- **TO BE DONE**
Write out all of these records again, changing "brown leather bag" to "leather handbag" and keeping every other part the same. Leave the pictures out of your answer.

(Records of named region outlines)
........

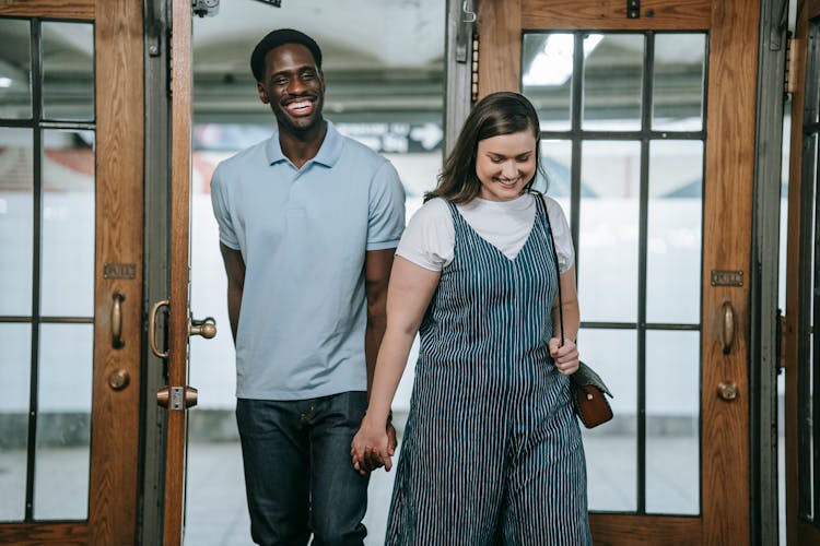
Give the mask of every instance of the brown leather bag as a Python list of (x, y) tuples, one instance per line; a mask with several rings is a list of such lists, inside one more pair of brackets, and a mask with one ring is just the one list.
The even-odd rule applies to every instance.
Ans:
[(575, 415), (586, 428), (597, 427), (612, 418), (612, 407), (604, 395), (611, 397), (612, 393), (593, 368), (581, 363), (577, 371), (570, 376), (570, 388)]
[[(536, 193), (536, 199), (543, 199), (540, 193)], [(550, 215), (547, 216), (547, 226), (549, 227), (550, 242), (552, 242), (552, 258), (555, 261), (555, 271), (558, 272), (558, 252), (555, 251), (555, 238), (552, 236), (552, 225)], [(564, 306), (561, 297), (561, 274), (558, 278), (558, 316), (561, 325), (561, 345), (564, 344)], [(572, 391), (572, 406), (575, 415), (586, 428), (597, 427), (612, 419), (612, 407), (609, 405), (604, 394), (612, 397), (612, 393), (604, 383), (598, 373), (583, 361), (579, 363), (578, 369), (570, 376), (570, 390)]]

........

- **FULL ANSWER**
Give the mask of every instance of the leather handbag as a Python list of (x, y) tuples, one instance per line; a mask with several rings is a list of such lists, inside one more pair of brackets, and a mask with one ring is just the one list.
The even-odd rule applies to every instance.
Ans:
[(575, 415), (586, 428), (597, 427), (612, 418), (612, 407), (604, 395), (611, 397), (612, 393), (593, 368), (581, 363), (577, 371), (570, 376), (570, 388)]
[[(536, 193), (536, 199), (543, 199), (540, 193)], [(550, 215), (547, 216), (547, 226), (549, 227), (550, 242), (552, 242), (552, 258), (555, 261), (555, 271), (558, 272), (558, 252), (555, 251), (555, 238), (552, 236), (552, 225)], [(564, 306), (561, 297), (561, 274), (558, 278), (558, 316), (561, 325), (561, 345), (564, 344)], [(572, 391), (572, 406), (575, 415), (586, 428), (597, 427), (612, 419), (612, 407), (609, 405), (604, 394), (612, 397), (612, 393), (604, 383), (598, 373), (583, 361), (579, 363), (578, 369), (570, 376), (570, 390)]]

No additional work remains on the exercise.